→ **Task objective**: An exact copy of the data is needed, but without any of its images.

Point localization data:

..........

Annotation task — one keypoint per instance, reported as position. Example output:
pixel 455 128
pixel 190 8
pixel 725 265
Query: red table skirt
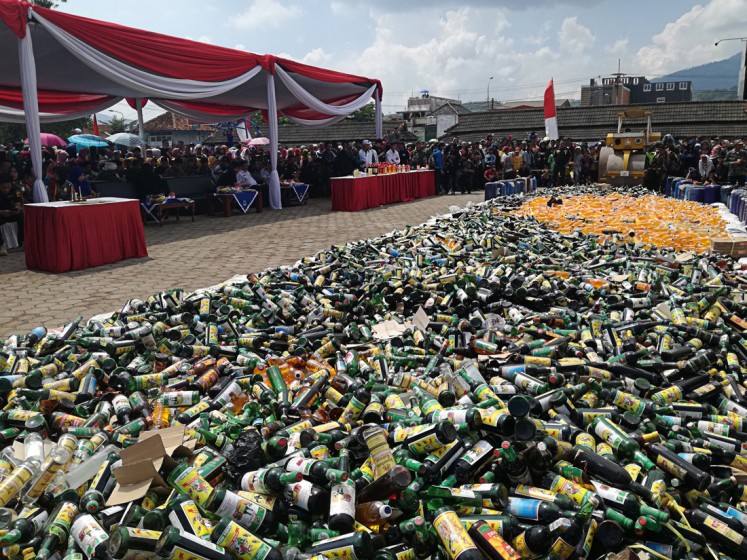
pixel 352 195
pixel 60 239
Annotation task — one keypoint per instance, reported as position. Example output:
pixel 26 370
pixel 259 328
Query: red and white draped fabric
pixel 69 66
pixel 551 120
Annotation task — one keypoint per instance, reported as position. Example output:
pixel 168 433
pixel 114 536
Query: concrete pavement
pixel 196 255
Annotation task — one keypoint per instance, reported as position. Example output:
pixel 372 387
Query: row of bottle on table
pixel 475 387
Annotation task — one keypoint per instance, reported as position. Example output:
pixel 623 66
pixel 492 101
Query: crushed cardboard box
pixel 142 461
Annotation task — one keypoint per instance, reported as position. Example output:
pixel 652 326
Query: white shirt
pixel 368 157
pixel 246 177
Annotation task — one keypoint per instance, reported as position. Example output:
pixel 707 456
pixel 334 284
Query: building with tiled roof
pixel 174 128
pixel 725 119
pixel 344 131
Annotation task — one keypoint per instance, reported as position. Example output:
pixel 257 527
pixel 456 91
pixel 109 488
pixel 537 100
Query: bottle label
pixel 525 508
pixel 341 553
pixel 300 493
pixel 633 470
pixel 534 492
pixel 188 517
pixel 267 502
pixel 342 499
pixel 452 534
pixel 569 488
pixel 192 484
pixel 505 550
pixel 670 467
pixel 721 527
pixel 300 465
pixel 520 545
pixel 610 494
pixel 477 452
pixel 247 514
pixel 88 534
pixel 562 549
pixel 242 543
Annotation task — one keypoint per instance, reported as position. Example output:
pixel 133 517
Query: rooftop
pixel 698 118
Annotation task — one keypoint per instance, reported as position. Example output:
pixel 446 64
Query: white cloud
pixel 619 48
pixel 689 40
pixel 266 13
pixel 575 37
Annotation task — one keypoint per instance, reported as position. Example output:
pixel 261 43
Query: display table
pixel 243 199
pixel 64 236
pixel 352 194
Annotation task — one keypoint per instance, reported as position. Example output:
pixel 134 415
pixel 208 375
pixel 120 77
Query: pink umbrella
pixel 49 139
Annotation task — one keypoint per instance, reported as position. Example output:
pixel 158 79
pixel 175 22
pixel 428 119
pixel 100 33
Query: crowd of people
pixel 459 166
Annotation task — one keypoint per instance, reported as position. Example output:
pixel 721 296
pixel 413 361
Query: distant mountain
pixel 719 75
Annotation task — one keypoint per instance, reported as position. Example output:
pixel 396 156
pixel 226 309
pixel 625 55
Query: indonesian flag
pixel 551 121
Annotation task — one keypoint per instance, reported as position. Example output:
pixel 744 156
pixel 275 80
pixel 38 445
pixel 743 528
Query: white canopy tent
pixel 60 66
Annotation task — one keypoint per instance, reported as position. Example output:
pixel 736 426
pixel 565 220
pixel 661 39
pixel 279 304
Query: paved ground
pixel 192 256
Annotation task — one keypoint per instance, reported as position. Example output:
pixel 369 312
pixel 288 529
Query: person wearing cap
pixel 392 154
pixel 367 155
pixel 736 160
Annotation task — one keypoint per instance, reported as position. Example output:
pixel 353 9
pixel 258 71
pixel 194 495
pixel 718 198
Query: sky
pixel 449 48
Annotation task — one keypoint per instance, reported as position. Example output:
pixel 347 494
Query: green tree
pixel 367 113
pixel 48 3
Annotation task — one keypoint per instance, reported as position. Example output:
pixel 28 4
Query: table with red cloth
pixel 352 194
pixel 64 236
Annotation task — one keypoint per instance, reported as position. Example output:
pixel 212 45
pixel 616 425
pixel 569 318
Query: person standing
pixel 736 160
pixel 392 154
pixel 367 155
pixel 437 165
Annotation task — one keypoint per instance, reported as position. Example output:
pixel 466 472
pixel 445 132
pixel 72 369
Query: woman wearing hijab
pixel 80 182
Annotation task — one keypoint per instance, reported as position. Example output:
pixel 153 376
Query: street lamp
pixel 740 86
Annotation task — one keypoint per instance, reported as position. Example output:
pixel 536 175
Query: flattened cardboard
pixel 142 461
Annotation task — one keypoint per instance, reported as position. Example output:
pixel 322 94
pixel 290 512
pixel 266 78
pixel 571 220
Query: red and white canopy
pixel 59 66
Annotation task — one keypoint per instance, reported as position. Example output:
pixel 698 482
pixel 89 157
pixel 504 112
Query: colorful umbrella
pixel 126 139
pixel 49 139
pixel 87 141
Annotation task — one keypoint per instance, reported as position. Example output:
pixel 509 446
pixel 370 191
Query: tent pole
pixel 140 123
pixel 272 120
pixel 31 110
pixel 379 115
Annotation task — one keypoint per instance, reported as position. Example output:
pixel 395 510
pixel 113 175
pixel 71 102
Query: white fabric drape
pixel 31 107
pixel 140 121
pixel 312 102
pixel 198 115
pixel 272 121
pixel 379 116
pixel 8 114
pixel 147 84
pixel 309 123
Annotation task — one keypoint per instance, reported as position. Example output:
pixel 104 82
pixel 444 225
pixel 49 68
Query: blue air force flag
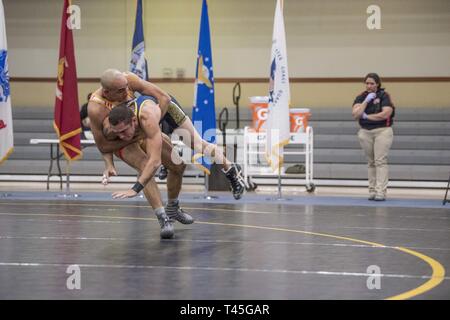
pixel 277 126
pixel 203 113
pixel 138 64
pixel 6 129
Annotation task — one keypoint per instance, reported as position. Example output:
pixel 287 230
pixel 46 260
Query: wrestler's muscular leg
pixel 175 165
pixel 232 172
pixel 200 145
pixel 135 157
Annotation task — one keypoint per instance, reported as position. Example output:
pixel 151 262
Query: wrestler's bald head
pixel 112 79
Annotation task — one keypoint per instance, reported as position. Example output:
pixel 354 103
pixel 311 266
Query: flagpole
pixel 279 183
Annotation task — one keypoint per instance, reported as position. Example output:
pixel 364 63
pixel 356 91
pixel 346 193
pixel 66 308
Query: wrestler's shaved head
pixel 112 78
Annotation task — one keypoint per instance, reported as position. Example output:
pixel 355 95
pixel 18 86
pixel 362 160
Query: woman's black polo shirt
pixel 375 106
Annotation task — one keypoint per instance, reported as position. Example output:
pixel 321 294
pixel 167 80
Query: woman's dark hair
pixel 375 77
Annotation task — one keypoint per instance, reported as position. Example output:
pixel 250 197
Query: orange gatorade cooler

..........

→ **Response box**:
Annotation task — one keypoint per instance, reported as position. Example output:
pixel 455 128
pixel 190 8
pixel 725 265
Query: red table skirt
pixel 352 195
pixel 60 239
Annotation task — one keypoint per instance, reported as position. Example output:
pixel 26 370
pixel 259 328
Query: red and white draped fabric
pixel 69 66
pixel 551 120
Annotation task — one keypoint per instance, reported as position. Example output:
pixel 168 433
pixel 114 536
Query: concrete pavement
pixel 196 255
Annotation task — one keypoint per instance, reported as position. Example output:
pixel 372 387
Query: row of bottle on table
pixel 475 387
Annotation task — one keypoint per instance, reported as position. Example output:
pixel 623 66
pixel 492 101
Query: crushed cardboard box
pixel 142 461
Annotation task — one keypoint per instance, reported as position. Example output:
pixel 652 326
Query: white shirt
pixel 368 157
pixel 246 177
Annotation task — one keypoint per instance, reported as position. Example output:
pixel 707 456
pixel 334 284
Query: building with tiled roof
pixel 174 128
pixel 725 119
pixel 344 131
Annotation task — one keypoint per instance, reported as position. Example output:
pixel 257 527
pixel 456 91
pixel 109 488
pixel 537 100
Query: bottle label
pixel 525 508
pixel 341 553
pixel 300 493
pixel 633 470
pixel 534 492
pixel 188 517
pixel 267 502
pixel 342 499
pixel 452 534
pixel 569 488
pixel 192 484
pixel 505 550
pixel 670 467
pixel 721 527
pixel 300 465
pixel 520 545
pixel 610 494
pixel 477 452
pixel 247 514
pixel 88 534
pixel 562 549
pixel 242 543
Annotation task — one keypoint per instance, reported as position. Example output:
pixel 133 517
Query: rooftop
pixel 698 118
Annotation task — one keypoint per instance, reported as position. Example output:
pixel 446 64
Query: white cloud
pixel 619 48
pixel 689 40
pixel 266 13
pixel 575 37
Annotation task — one keypoint per instance, reported as position. Example output:
pixel 261 43
Query: display table
pixel 243 199
pixel 64 236
pixel 352 194
Annotation task — one keypoint per instance, reported as position. Example output:
pixel 134 415
pixel 208 375
pixel 120 77
Query: pink umbrella
pixel 49 139
Annotation task — one keypoint per instance, reported as position. Example output:
pixel 158 79
pixel 175 22
pixel 428 119
pixel 100 33
Query: crowd of people
pixel 459 166
Annotation task — one keypoint per instance, reported as position. Example output:
pixel 721 296
pixel 413 361
Query: distant mountain
pixel 719 75
Annotation task — one keypoint per instance, reported as position. Example output:
pixel 396 156
pixel 226 309
pixel 625 55
Query: indonesian flag
pixel 551 121
Annotation task — one keypoint per instance, reported as position. Example output:
pixel 744 156
pixel 275 80
pixel 38 445
pixel 743 528
Query: white canopy tent
pixel 60 66
Annotation task — one keypoint per instance, reported as position. Example output:
pixel 736 426
pixel 565 220
pixel 661 39
pixel 279 304
Query: paved ground
pixel 192 256
Annotation task — one keypoint per instance, reported as position. Example output:
pixel 369 312
pixel 288 529
Query: person wearing cap
pixel 392 154
pixel 367 155
pixel 736 160
Annotation task — one keypoint per instance, reported as position. Example output:
pixel 353 9
pixel 258 71
pixel 194 495
pixel 718 198
Query: sky
pixel 449 48
Annotation task — one keypoint per instance, reported as position. Example output:
pixel 347 494
Query: green tree
pixel 367 113
pixel 48 3
Annotation task — one keypoint per instance, reported as position. Example output:
pixel 28 4
Query: table with red cloth
pixel 352 194
pixel 64 236
Annotation task — one keypoint per instance, reported as position. Example output:
pixel 212 45
pixel 616 425
pixel 569 318
Query: person standing
pixel 736 160
pixel 392 154
pixel 367 155
pixel 437 165
Annotation task — one keypoint per instance, reported as position. Example output:
pixel 466 472
pixel 445 132
pixel 72 369
Query: woman wearing hijab
pixel 80 182
Annotation task — one keypoint per instance, reported as position. Example output:
pixel 153 376
Query: street lamp
pixel 740 86
Annotation task — one keypoint per instance, reported as position. Example output:
pixel 536 175
Query: flattened cardboard
pixel 142 461
Annotation task — one keypoint per instance, reported as position. Example output:
pixel 322 94
pixel 290 512
pixel 266 78
pixel 571 220
Query: red and white canopy
pixel 59 66
Annotation task — one keypoint per instance, reported as position. Example output:
pixel 698 482
pixel 89 157
pixel 504 112
Query: colorful umbrella
pixel 126 139
pixel 49 139
pixel 87 141
Annotation task — one keypoint per instance, reported as position. Example output:
pixel 509 446
pixel 370 191
Query: tent pole
pixel 140 123
pixel 272 120
pixel 31 110
pixel 379 115
Annotation task — one keypoint per instance, reported as position. Example output:
pixel 395 510
pixel 113 175
pixel 71 102
Query: white fabric drape
pixel 31 107
pixel 140 121
pixel 312 102
pixel 198 115
pixel 272 121
pixel 379 116
pixel 8 114
pixel 147 84
pixel 309 123
Annotation task — one keypoint per instance, reported as position. Example output:
pixel 104 82
pixel 444 225
pixel 49 68
Query: blue air force flag
pixel 277 126
pixel 203 113
pixel 138 64
pixel 6 129
Annotation task — one keypoint per instance, reported as position. Example output:
pixel 287 230
pixel 46 260
Query: wrestler's muscular leg
pixel 175 165
pixel 232 172
pixel 200 145
pixel 135 157
Annotation task — one keypoint per instance, reported as position. Example output:
pixel 151 262
Query: wrestler's bald head
pixel 112 79
Annotation task — one keypoint per instance, reported as position. Example output:
pixel 354 103
pixel 311 266
Query: flagpole
pixel 279 183
Annotation task — one keypoint per instance, reported as position. Example output:
pixel 364 63
pixel 356 91
pixel 346 193
pixel 66 308
Query: wrestler's shaved head
pixel 112 78
Annotation task — one keypoint per instance, reported as position. Example output:
pixel 355 95
pixel 18 86
pixel 362 160
Query: woman's black polo shirt
pixel 375 106
Annotation task — one keypoint per instance, reported as position. Example output:
pixel 321 294
pixel 167 80
Query: woman's dark hair
pixel 375 77
Annotation task — one keypoint per instance, reported as position. Example output:
pixel 250 197
Query: orange gatorade cooler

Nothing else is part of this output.